Referring expression data
============

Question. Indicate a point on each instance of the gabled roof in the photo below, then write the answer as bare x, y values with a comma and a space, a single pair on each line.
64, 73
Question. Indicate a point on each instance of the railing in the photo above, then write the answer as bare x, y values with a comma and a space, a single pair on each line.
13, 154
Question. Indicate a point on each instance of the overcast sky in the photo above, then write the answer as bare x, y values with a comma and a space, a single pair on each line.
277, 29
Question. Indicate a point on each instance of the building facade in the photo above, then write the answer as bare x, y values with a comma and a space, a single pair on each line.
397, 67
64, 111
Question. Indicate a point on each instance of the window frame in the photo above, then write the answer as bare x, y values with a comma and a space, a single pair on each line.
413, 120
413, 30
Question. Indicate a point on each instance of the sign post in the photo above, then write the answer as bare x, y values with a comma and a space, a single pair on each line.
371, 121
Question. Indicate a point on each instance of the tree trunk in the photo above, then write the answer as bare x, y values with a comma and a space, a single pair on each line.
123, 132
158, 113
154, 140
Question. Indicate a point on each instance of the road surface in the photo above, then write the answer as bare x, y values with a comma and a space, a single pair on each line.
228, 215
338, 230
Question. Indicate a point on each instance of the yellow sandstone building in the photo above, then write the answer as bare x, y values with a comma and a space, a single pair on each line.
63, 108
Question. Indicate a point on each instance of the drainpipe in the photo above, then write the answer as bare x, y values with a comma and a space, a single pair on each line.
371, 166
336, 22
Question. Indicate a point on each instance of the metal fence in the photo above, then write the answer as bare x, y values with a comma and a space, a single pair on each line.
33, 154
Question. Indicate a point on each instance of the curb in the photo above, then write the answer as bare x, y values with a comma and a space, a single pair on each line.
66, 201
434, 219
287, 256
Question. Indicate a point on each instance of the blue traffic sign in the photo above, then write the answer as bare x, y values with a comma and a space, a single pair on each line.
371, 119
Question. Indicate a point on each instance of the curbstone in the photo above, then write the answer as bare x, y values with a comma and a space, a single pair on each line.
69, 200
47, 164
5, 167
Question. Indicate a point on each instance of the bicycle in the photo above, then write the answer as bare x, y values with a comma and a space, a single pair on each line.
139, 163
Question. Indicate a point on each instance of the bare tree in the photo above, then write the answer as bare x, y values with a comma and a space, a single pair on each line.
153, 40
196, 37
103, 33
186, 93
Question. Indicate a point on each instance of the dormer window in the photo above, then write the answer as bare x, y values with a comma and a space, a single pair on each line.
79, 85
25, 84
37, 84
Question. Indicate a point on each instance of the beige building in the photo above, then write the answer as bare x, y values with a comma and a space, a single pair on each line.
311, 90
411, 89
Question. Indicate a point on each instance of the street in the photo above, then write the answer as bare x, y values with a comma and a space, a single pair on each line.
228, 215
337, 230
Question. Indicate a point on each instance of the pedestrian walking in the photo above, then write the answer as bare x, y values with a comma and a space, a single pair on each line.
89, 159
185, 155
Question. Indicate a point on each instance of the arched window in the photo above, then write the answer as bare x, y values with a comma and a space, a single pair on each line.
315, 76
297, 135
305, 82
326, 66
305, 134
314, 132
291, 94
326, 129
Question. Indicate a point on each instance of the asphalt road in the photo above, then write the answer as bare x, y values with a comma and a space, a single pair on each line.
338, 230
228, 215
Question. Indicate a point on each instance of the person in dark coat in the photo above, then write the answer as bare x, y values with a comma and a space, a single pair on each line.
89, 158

============

* Task objective: All the lines above need to be retyped exactly, with nothing left out.

* Solution for this problem:
Question. Indicate a point on each instance of the gabled roof in the photo below, then write the answer as bare x, y values with a comma and a space, a single pair on each line.
64, 73
Question. Indicate a point on each instance of the railing in the photo above, then write the answer as bare x, y values with a comma and a space, a single pair on each line.
13, 154
Question. Indicate a point on each instance of the overcast sky in the photo above, then write the answer as bare x, y values with a comma and a space, a single pair on each line.
277, 29
Question. Indicate a point on each instance of the building facade in the photo above, then write the answer as bare x, y values with a comma and a space, a single pair on each line.
397, 67
64, 111
Question. Indicate a point on each instance of the window frame in the photo above, then write the answer as bare x, y values with a comma and a space, a single pair on each line.
413, 120
413, 30
Question. Indicate a point on each instance of the sign post in the photo above, then write the answer as bare x, y values with a comma and a space, a single pair on each line.
371, 121
Question. Indicate a point on each instance of the tree trunk in the photo above, then write the answer as bare x, y values with a comma and a space, a single pair on each line.
123, 132
158, 113
154, 140
Question. Indicate a point on each instance of the road surface in the photo above, then write the answer as bare x, y values with a comma and a space, a single pair on each line.
228, 215
338, 230
Question. Indicate a point on each instance of the yellow sandstone building in the photo above, then write the answer as bare x, y values with a comma and a space, a single pair on each line.
63, 108
Question. Indicate a point on each instance of the drainpipe in the photo above, then write the answer as bare x, y values with a comma and a space, a single pair on each line.
371, 166
336, 22
Question. Indicate a point on each instance of the metal fence in the photo above, then write the answer as bare x, y values with a comma and a space, a single pair on each line.
33, 154
Question. Indicate a point on each instance of the curb in the photo above, then write the answer as bare x, y values with a comma and a space, a single pair on each line.
66, 201
434, 219
287, 256
Question. Indicate a point on each instance of the blue traffic sign in the photo above, then write the answer as bare x, y values with a comma and a space, a single pair on each line.
371, 119
Question. Indicate a point on each instance of the curbstone in the photo above, then write the answer as bare x, y values with a comma and a space, a single pair on each line.
69, 200
47, 164
5, 167
Question. Indicate a point on each instance of the bicycle in the photo above, then write the answer as bare x, y values with a comma and a space, a single pair on each line.
139, 163
Question. Indicate a point on each instance of the bare tree in the photo above, then write the answer as bare x, y values with a comma and a space, a single pair on each line.
153, 40
196, 37
103, 33
186, 93
Question. Indicate a point on each instance of the dormer window in the photo above, then write the answer as bare x, y values with a comma and a space, a single pair on each line.
79, 85
25, 84
37, 84
Question. Indicate a point on each instance of the beige building in the photo above, then write the answer as bare x, y values with a comma and a space, a single pair on each line.
311, 90
411, 89
Question. Indicate a point on each instance of the street in the photo above, then write the answer as bare x, y values with a comma and a space, a single pair on each line.
228, 215
337, 230
Question. Indicate a point on each instance of the pedestrian walking in the photo above, then write the answer as bare x, y values with a comma and a space, a single pair on each line.
89, 159
185, 155
Question. Indicate a point on each instance of the arched window in the photo above, then write the answer as bare x, y values with a comma and a space, a single pair on each line.
315, 76
297, 135
305, 82
326, 66
305, 134
314, 132
291, 94
326, 129
Question. Indicate a point on each instance of the asphalt road in the photo above, then write the answer as bare x, y values with a comma and a space, a single pair on each line.
338, 230
228, 215
Question. Indicate a point on each instance of the person in dark coat in the photo above, then write the answer as bare x, y values with a comma and a space, a single pair on each line.
89, 158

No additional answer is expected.